--- READING TEXT ---
● ● ● ● ●

Wonder and whimsey
“Gouache is so fun to use, it’s just like using watercolor, but it’s better,” Stich said. “I love the vibrant colors and the ease of it. If you make a mistake, you can actually add water and pull it back up, which you cannot do with watercolor.
“You can go totally opaque with it or be transparent, and you can use all the same watercolor techniques. We’re very old friends, gouache and I.”
Stich’s subjects range from Holland’s iconic Big Red lighthouse and tulip lanes to animals and architecture. Her inspiration comes from nature, exploring the outdoors and her own personal experiences.
“There’s always inspiration,” Stich said. “There’s never a shortage of things to paint.”
And you’d never guess how Stich got her start in the art world.
“I actually started out as a black and white architectural illustrator,” she laughed. “I guess I changed a little bit.”
Something to believe in
After realizing she needed to get out of the house and find her own space to draw and paint, Stich began looking around Holland for a place to rent. She found a small space above downtown Holland’s popular Apothecary Gift Shop.
“I set up my shop and it didn’t go very well,” Stich said. “Rent was just so expensive, but it’s amazing how people throughout your life come and help you.”
Sharon Fisher, owner of Apothecary Gift Shop and its building, saw something special in Stich and her work, and pushed her to move forward.
“I told Sharon that I just couldn’t do it anymore,” Stich said. “I needed to step back and go back home and draw. But she said no — she believed in me and thought I could do something with my work.”

● ● ● ● ●

Stored dataset items
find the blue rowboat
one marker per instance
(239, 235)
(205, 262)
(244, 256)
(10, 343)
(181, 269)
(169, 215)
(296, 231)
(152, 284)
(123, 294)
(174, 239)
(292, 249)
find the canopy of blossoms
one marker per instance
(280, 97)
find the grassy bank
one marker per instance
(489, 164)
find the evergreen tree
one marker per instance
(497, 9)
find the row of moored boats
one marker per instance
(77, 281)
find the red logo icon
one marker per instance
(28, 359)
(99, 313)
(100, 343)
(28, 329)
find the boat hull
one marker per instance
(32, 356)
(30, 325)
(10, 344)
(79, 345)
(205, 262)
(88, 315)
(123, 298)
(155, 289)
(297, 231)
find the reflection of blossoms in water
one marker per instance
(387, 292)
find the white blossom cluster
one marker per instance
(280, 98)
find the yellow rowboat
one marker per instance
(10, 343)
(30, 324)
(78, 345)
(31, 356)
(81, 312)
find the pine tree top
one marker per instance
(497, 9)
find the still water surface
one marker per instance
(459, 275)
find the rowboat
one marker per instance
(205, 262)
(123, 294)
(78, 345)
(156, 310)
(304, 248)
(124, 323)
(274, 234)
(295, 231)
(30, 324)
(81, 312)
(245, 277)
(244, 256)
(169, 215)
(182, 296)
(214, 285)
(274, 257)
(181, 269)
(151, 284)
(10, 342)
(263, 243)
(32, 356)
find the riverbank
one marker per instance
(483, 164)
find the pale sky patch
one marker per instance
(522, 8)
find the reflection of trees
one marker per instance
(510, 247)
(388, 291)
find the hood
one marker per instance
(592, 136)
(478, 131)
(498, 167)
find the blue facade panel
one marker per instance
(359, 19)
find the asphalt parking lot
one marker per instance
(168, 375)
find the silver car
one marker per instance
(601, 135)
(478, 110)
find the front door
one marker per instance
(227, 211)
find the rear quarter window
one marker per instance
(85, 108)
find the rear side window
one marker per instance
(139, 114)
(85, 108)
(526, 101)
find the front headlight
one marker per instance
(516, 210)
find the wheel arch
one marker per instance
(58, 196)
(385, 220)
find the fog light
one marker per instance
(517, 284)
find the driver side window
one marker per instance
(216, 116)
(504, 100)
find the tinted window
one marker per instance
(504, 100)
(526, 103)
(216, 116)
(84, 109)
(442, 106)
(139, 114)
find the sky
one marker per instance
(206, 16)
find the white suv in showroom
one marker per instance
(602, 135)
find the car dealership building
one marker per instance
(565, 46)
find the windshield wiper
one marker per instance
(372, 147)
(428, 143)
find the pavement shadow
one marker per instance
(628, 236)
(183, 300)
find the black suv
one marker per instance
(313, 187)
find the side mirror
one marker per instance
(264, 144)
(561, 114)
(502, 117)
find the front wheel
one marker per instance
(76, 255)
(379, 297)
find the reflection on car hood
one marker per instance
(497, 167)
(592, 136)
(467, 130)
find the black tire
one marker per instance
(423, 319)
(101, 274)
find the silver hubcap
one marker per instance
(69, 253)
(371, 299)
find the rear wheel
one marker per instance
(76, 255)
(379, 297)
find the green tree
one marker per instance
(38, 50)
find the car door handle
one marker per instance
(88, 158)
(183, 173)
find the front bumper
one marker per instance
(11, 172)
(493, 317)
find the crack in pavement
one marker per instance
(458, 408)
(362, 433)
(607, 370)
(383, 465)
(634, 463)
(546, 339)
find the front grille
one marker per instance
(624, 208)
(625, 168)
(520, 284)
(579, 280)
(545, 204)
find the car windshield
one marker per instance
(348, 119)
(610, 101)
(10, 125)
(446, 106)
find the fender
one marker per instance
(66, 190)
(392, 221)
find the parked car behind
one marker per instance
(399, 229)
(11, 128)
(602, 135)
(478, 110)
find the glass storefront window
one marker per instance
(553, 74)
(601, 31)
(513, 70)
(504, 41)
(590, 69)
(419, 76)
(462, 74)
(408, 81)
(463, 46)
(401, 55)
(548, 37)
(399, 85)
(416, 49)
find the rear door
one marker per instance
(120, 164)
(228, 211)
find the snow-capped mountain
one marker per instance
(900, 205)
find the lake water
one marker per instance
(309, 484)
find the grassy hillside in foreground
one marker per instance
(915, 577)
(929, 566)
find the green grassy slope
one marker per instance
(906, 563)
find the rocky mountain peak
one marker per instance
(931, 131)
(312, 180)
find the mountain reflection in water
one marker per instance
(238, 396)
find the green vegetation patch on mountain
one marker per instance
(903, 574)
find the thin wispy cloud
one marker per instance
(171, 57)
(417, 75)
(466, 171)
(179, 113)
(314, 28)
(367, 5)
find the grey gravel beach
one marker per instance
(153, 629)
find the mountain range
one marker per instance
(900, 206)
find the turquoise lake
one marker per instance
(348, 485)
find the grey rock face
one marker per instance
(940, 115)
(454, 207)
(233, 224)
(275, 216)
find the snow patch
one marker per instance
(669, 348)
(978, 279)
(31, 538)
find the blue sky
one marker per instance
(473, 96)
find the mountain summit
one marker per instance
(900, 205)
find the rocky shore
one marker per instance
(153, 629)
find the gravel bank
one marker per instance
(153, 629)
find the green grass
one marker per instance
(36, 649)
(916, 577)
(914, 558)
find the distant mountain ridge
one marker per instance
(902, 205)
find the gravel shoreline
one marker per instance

● ● ● ● ●

--- STUDY QUESTIONS ---
[a] Answer these questions using the text about Stich's art, one answer per line, marked the same way:
(i) What kind of illustrator was Stich when she started out?
(ii) Which shop was the small space she found located above?
(iii) Who owns that shop and its building?
[b] Write out the passage from the text about Stich's art, beginning at the words "Something to believe" and stopping after the words "Apothecary Gift Shop.".
This listing has nothing to do with the text about Stich's art.

--- SOLUTIONS BELOW ---
[a]
(i) A black and white architectural illustrator
(ii) Apothecary Gift Shop
(iii) Sharon Fisher

[b]
Something to believe in
After realizing she needed to get out of the house and find her own space to draw and paint, Stich began looking around Holland for a place to rent. She found a small space above downtown Holland’s popular Apothecary Gift Shop.